[Named-object pointing rows]

==================================================

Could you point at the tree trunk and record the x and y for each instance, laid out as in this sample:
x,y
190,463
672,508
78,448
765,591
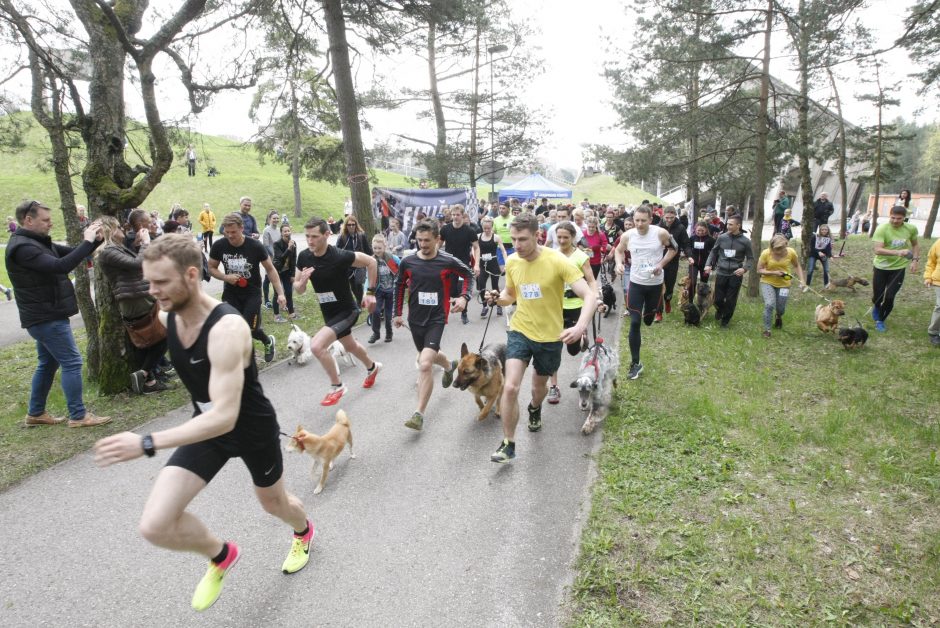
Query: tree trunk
x,y
357,173
840,166
808,219
760,187
932,216
439,172
295,148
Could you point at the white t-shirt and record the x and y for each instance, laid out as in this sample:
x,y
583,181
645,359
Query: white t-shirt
x,y
646,251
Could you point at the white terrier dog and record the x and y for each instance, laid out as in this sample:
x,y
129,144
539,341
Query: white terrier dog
x,y
298,343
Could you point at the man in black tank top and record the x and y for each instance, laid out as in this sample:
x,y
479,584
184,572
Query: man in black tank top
x,y
210,346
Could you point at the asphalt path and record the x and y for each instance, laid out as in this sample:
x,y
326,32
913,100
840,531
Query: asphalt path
x,y
420,529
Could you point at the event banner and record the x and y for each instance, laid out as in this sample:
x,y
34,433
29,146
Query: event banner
x,y
409,205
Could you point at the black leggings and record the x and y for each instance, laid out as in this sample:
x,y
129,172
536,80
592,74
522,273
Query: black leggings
x,y
885,285
644,302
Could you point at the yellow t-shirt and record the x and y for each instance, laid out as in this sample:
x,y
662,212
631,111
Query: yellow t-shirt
x,y
787,265
539,286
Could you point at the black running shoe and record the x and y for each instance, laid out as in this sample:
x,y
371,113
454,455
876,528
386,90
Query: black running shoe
x,y
535,418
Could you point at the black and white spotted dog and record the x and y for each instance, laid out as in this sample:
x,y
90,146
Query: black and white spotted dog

==================================================

Return all of the rows above word for word, leaving out the pictures.

■ Exercise solution:
Could you point at the tree trunk and record the x and y for each instance, laid out as in this sample:
x,y
190,463
672,508
78,448
765,591
Query: tree trunk
x,y
357,173
840,166
808,219
760,187
932,216
439,172
295,148
Could you point at the white t-shirt and record the x and y for each instance, laid out as in this sample:
x,y
583,181
645,359
Query: white t-shirt
x,y
646,251
Could you point at the white terrier dog and record the x and y for each instance, laid out as in this sample:
x,y
129,144
539,341
Query: white terrier dog
x,y
298,343
Could you point at the man in black tank top and record the x and y for each instance, laid out as in this sample:
x,y
479,584
184,572
Query: man in black tank top
x,y
210,346
Could you point at the asphalt path and record the x and y for each instance, laid out as in this sample:
x,y
326,32
913,100
840,531
Query: asphalt path
x,y
420,529
Could you point at the event banner and record the x and y for each instance, laid out as in this sample:
x,y
34,433
29,146
Query: event banner
x,y
409,205
Could you point at the black leggings and record the x and y for each instance, laid out as in this sample:
x,y
129,172
536,80
592,74
522,273
Query: black leggings
x,y
885,285
644,302
Could you point at the yellow t-shirt and record the x and y for each instance, laid out as in this sample:
x,y
662,212
631,111
Query: yellow t-shirt
x,y
787,265
539,286
Could you point at the black running shoe and record the x and y for each instance, laid out as in this sample:
x,y
371,113
454,455
876,528
386,90
Query: black running shoe
x,y
535,418
Could you point at the black and white spotted dog and record the x and y for each instance, laid out as in this sample:
x,y
90,146
Query: black and white spotted dog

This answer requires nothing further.